-- START OF SOURCE RECORDS --
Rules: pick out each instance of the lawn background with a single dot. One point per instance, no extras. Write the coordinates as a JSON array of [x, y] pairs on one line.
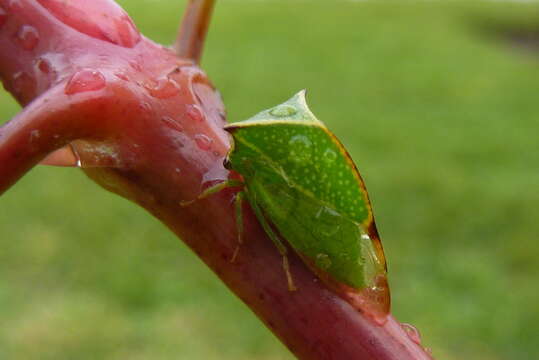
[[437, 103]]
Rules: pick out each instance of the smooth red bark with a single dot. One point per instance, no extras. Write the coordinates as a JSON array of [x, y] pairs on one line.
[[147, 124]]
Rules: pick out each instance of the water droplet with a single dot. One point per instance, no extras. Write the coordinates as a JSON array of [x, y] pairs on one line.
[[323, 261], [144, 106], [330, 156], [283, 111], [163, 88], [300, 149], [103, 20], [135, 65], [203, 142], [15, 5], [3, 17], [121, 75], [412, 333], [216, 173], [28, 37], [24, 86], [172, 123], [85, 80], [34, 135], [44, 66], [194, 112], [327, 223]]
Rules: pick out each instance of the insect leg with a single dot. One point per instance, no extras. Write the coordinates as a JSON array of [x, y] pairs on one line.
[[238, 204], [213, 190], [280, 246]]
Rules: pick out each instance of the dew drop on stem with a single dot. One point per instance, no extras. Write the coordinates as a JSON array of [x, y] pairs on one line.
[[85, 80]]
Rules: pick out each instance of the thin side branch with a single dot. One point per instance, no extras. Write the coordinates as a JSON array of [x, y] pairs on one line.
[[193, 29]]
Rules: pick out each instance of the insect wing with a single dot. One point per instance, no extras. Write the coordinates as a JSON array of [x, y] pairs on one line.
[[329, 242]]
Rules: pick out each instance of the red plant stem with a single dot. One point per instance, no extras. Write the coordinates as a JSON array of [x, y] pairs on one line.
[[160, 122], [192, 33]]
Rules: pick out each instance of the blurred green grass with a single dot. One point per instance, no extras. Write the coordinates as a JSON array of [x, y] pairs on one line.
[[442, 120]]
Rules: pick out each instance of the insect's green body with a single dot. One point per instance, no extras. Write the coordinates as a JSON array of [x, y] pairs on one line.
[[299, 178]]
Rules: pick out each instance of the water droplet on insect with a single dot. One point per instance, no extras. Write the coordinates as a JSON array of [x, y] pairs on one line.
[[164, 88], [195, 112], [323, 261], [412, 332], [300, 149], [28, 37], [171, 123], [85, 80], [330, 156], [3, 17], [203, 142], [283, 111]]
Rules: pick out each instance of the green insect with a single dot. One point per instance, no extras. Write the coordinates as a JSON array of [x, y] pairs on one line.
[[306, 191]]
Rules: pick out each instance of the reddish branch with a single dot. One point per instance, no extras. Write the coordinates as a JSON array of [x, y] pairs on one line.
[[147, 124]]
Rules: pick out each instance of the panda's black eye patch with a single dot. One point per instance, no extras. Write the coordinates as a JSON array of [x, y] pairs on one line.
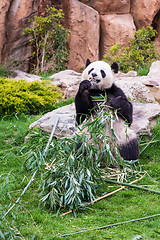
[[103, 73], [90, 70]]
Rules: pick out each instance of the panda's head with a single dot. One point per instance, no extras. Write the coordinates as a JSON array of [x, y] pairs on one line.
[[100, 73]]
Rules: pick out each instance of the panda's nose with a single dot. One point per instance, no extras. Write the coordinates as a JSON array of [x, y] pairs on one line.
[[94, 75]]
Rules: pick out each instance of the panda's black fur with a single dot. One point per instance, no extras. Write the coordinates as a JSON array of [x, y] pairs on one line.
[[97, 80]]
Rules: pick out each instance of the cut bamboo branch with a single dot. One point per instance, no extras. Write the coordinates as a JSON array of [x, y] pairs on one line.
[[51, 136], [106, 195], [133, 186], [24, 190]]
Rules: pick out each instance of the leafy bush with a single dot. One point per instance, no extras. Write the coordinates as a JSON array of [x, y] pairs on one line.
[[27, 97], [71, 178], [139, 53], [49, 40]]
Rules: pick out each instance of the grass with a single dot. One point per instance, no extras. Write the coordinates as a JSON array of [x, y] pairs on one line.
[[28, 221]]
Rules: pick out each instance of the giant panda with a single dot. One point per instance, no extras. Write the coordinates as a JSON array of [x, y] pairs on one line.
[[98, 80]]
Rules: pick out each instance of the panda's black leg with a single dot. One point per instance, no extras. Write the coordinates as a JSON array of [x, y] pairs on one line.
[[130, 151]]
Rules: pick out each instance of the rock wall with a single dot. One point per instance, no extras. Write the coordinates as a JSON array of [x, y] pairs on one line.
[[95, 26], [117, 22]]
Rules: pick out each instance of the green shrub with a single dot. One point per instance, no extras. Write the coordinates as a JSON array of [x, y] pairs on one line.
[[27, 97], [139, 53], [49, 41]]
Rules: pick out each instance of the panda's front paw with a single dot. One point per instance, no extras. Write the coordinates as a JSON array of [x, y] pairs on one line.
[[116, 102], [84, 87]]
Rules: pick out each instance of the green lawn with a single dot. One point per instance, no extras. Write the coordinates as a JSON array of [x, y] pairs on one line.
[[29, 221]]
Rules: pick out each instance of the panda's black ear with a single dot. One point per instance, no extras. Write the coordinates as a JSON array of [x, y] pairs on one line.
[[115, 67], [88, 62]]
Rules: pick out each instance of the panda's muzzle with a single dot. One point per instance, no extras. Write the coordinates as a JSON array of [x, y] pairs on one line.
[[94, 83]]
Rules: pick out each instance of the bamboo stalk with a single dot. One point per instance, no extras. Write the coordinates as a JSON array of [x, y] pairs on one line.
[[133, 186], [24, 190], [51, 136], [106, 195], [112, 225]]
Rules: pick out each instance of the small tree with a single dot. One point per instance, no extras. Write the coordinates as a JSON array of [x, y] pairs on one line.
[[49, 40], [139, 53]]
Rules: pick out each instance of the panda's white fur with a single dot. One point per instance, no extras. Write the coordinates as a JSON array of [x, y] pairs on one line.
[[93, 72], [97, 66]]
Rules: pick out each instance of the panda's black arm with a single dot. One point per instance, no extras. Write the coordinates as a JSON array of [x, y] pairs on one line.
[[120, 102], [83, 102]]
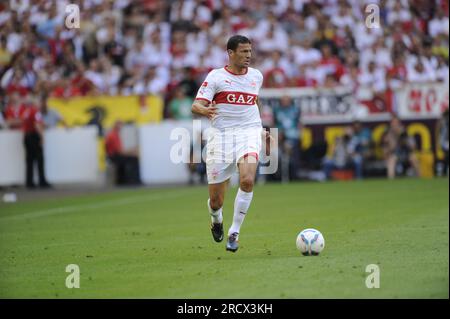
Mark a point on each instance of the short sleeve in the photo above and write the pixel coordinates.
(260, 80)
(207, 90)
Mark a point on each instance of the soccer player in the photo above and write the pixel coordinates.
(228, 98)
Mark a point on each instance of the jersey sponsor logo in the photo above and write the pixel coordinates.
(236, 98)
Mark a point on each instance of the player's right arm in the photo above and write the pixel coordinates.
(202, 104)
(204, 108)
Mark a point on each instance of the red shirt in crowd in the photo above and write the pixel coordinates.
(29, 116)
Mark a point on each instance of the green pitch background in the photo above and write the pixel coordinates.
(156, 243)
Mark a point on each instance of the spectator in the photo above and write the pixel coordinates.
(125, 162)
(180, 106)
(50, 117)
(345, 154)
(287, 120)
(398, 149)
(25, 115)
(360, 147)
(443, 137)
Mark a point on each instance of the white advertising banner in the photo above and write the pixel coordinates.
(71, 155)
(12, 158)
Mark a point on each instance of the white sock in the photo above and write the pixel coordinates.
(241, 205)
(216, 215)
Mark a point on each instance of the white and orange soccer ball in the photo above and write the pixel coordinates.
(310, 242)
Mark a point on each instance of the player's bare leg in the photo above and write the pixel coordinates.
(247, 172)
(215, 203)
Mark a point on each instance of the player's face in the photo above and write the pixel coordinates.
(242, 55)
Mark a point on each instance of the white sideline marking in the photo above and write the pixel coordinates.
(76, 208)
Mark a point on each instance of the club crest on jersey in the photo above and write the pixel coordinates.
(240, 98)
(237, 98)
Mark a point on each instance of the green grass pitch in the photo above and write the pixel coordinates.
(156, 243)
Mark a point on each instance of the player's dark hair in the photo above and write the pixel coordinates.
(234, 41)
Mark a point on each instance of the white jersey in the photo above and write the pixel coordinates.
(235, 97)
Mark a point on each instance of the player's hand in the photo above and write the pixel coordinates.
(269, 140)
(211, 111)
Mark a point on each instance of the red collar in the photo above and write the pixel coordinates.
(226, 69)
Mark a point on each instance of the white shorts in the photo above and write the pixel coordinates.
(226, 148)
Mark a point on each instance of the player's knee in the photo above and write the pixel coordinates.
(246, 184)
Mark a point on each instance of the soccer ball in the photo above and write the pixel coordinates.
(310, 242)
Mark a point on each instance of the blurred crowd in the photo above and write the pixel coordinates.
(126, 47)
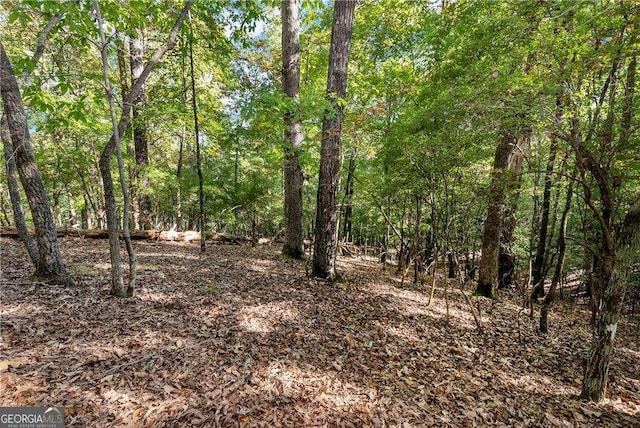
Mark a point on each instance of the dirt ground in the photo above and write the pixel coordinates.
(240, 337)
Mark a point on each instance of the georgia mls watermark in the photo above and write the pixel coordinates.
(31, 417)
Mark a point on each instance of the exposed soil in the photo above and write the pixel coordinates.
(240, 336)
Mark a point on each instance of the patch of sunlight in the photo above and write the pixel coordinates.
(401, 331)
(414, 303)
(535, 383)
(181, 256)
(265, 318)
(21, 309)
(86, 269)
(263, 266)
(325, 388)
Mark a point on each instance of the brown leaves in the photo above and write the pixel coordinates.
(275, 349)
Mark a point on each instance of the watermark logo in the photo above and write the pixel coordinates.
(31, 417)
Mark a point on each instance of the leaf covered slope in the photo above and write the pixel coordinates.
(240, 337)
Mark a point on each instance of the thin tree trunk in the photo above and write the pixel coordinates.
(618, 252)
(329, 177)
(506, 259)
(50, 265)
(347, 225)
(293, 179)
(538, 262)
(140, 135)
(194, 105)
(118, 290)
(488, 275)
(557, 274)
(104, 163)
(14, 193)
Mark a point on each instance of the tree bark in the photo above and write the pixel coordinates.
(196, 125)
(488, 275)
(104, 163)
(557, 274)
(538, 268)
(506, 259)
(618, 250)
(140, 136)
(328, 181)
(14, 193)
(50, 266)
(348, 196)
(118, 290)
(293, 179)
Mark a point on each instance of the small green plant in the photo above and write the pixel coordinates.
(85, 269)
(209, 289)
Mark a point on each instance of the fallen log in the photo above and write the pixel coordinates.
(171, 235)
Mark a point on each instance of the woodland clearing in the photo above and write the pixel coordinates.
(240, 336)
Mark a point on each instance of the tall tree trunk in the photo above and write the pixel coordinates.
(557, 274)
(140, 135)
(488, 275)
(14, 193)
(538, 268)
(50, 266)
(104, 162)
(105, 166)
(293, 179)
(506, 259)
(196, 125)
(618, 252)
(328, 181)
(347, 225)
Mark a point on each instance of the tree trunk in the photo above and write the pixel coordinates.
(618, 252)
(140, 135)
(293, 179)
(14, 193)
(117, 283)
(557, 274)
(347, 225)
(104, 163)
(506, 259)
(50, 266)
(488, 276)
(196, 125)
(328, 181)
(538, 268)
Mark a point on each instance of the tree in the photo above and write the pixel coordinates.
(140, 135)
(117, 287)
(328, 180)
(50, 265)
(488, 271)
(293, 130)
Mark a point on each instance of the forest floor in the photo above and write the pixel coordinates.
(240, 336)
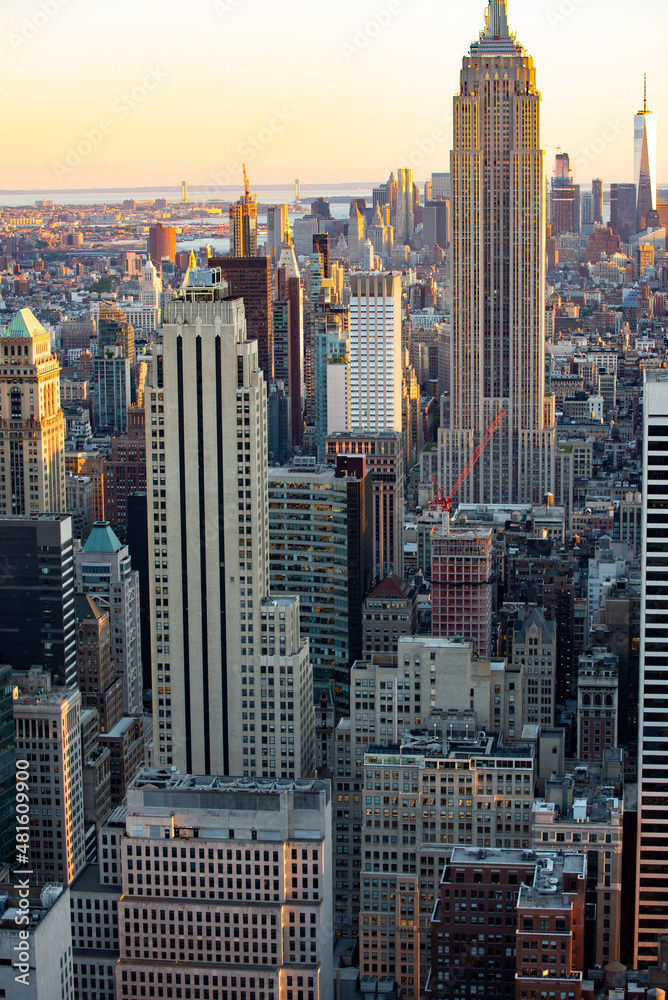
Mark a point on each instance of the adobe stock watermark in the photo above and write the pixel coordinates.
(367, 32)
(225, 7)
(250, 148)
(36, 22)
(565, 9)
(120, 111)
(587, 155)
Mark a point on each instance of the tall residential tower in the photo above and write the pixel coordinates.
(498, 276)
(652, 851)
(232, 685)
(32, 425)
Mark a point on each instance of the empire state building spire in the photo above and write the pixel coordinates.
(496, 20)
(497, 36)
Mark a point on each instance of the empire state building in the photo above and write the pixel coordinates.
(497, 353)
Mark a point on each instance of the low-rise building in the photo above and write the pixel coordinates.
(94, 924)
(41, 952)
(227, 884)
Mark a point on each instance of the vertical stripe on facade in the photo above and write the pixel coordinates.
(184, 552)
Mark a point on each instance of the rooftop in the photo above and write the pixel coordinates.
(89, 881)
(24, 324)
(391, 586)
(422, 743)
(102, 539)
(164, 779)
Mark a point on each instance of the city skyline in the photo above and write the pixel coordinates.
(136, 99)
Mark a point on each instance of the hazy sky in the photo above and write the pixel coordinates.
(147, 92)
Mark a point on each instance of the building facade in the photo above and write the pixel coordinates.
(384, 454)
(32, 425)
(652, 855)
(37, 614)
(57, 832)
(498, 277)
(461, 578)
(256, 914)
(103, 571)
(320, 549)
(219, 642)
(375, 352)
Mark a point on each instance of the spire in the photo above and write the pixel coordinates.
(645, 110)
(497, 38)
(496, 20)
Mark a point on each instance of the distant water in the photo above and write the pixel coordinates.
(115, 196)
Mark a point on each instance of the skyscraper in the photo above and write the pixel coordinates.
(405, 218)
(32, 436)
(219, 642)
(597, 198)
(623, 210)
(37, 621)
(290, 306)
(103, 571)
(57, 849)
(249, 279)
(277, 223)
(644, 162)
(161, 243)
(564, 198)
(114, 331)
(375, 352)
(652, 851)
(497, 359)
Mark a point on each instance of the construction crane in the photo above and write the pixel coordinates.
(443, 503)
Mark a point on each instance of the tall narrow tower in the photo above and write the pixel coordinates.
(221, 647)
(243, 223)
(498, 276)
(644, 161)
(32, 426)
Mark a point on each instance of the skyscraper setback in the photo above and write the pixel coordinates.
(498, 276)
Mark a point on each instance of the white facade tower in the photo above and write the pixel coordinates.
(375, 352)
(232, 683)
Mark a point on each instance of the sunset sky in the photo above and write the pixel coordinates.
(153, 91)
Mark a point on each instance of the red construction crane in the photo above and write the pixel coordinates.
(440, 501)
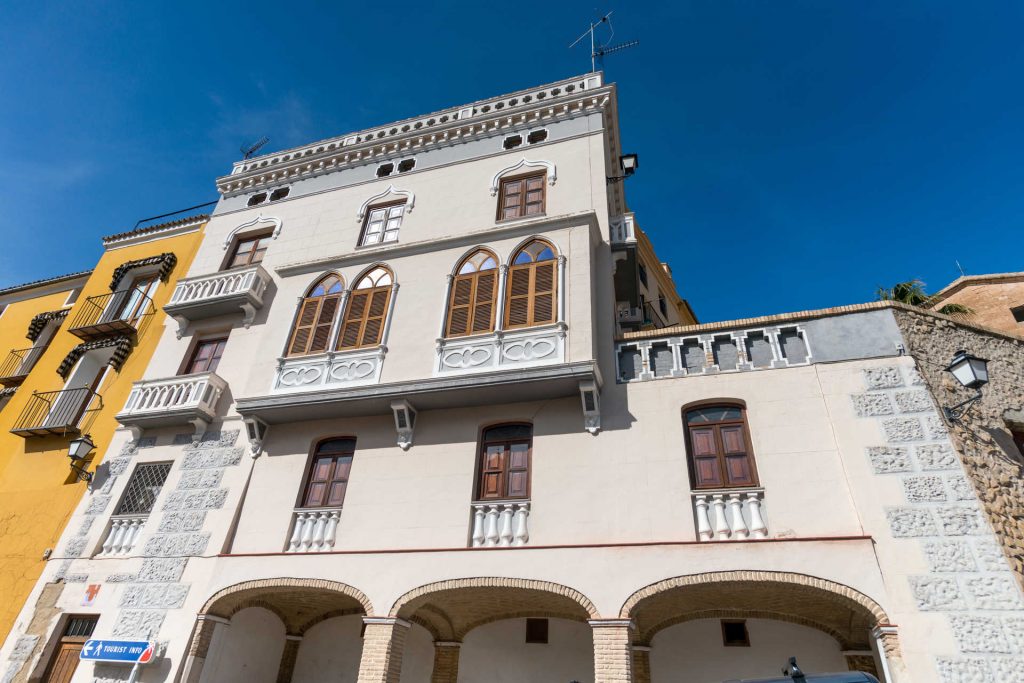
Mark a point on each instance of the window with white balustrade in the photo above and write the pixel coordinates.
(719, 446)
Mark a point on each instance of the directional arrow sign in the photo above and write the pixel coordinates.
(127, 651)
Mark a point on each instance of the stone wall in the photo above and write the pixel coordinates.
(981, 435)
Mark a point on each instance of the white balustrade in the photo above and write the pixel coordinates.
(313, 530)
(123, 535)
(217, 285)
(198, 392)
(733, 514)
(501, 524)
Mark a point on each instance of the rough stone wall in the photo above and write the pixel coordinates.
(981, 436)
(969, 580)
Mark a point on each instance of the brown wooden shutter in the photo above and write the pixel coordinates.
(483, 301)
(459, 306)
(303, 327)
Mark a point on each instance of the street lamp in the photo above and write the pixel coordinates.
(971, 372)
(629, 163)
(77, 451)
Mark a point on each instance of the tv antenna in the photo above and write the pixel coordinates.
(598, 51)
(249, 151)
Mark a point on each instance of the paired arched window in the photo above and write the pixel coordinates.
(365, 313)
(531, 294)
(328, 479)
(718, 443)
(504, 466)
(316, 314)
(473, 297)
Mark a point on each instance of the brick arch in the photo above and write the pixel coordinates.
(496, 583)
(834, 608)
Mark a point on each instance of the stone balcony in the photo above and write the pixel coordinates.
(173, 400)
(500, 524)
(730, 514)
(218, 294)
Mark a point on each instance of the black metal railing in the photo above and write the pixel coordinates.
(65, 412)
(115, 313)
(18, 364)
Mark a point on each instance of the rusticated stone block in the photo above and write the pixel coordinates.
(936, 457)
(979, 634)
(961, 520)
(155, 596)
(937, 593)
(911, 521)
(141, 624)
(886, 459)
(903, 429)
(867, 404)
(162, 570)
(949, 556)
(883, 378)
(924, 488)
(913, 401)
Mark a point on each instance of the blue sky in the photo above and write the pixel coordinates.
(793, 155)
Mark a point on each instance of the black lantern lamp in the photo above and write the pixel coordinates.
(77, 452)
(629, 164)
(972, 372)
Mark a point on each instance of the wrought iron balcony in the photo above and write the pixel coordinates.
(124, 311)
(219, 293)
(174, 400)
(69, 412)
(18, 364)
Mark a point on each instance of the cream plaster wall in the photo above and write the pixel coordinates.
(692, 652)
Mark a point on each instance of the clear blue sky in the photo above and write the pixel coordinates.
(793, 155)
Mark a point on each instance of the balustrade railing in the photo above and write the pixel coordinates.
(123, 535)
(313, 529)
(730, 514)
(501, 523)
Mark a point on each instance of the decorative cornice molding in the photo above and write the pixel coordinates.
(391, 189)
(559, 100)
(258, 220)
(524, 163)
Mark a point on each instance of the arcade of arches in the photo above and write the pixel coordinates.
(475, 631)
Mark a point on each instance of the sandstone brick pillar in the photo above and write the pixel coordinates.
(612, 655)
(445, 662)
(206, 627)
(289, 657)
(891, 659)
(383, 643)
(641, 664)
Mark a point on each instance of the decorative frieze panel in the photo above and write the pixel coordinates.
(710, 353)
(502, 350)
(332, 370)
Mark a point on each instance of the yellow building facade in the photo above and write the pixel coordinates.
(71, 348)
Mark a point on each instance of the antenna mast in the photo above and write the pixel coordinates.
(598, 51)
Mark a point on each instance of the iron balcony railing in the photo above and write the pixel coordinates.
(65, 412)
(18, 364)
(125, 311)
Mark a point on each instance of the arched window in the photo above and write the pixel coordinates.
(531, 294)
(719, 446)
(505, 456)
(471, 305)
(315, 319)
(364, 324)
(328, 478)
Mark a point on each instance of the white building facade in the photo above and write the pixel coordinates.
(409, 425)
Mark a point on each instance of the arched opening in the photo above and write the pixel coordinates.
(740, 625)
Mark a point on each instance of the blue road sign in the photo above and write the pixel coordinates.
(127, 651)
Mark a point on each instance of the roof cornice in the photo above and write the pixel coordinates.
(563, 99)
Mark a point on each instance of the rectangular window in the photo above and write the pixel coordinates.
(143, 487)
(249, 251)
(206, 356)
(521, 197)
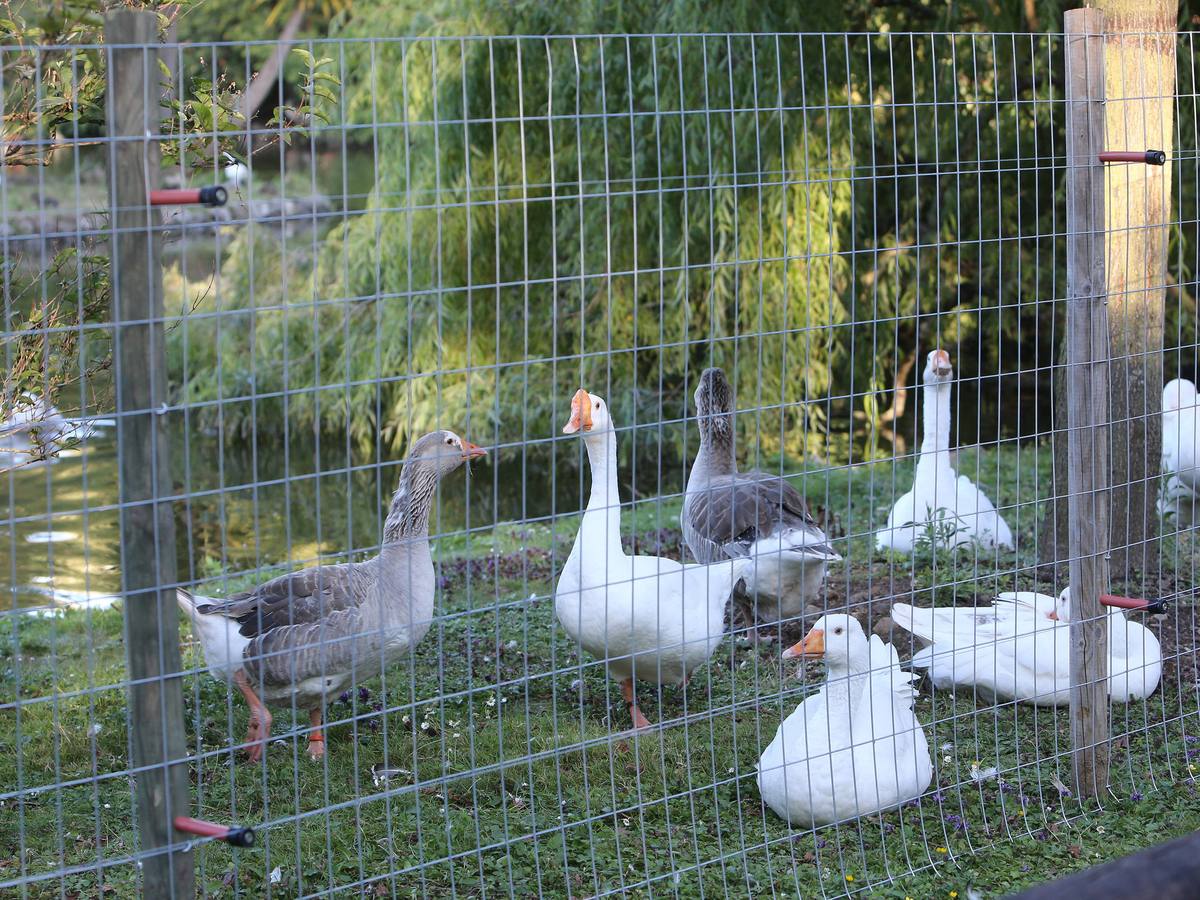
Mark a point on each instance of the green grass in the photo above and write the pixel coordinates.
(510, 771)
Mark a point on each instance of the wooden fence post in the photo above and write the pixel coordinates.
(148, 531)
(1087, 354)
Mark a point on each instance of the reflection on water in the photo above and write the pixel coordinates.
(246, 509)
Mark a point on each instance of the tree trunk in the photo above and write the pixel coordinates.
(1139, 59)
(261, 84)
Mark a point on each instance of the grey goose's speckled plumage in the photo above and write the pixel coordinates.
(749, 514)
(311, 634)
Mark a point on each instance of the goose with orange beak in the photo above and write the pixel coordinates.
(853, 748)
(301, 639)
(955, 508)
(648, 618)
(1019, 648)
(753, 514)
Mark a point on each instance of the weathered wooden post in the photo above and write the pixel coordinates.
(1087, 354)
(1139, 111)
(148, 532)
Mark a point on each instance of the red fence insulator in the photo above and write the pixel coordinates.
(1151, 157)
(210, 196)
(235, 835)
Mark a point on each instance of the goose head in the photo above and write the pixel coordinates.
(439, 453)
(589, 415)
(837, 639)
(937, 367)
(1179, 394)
-- END OF SOURCE RECORDS --
**WHAT TO WORK ON:** Quote the lines from the line containing "Rules: pick out each instance of the green insect" up to and including the line containing "[[51, 136], [106, 195], [133, 186], [24, 190]]". Leave the pictures out.

**THE RESPONSE:**
Rules: pick out each instance of the green insect with a single dot. One point per instance, no extras. Write the coordinates as a JSON array of [x, y] pairs on one line.
[[306, 191]]
Rules: pick out each instance of the reddish branch with a single dot. One point per instance, no extras. Write the coordinates as a JSON array of [x, y] pairs on one line.
[[147, 124]]
Rules: pick out each instance of the panda's black eye patch with a single dot. One point per instance, no extras. Write the coordinates as a JSON array of [x, y] pairs on one line.
[[103, 73], [90, 70]]
Rules: pick out each instance of the panda's head with a single dot. One point per instance, no extras. Write the coordinates as a JSON array of [x, y] pairs on one line.
[[100, 73]]
Rules: pick out each instance of the panda's nose with a single dot. One point per instance, no extras. Write the coordinates as a JSON array of [x, y] pairs on one line.
[[94, 75]]
Rules: pick out each instance of the panda's black fur with a single dot. One point per instance, no extras. Write the coordinates as a JSON array of [x, y] pairs on one line.
[[97, 80]]
Rules: pick out each instance of the cut bamboo branch with a single dot. One point per instance, no extras. Write the coordinates as a JSON array of [x, y] pairs on one line.
[[51, 136], [106, 195], [133, 186], [24, 190]]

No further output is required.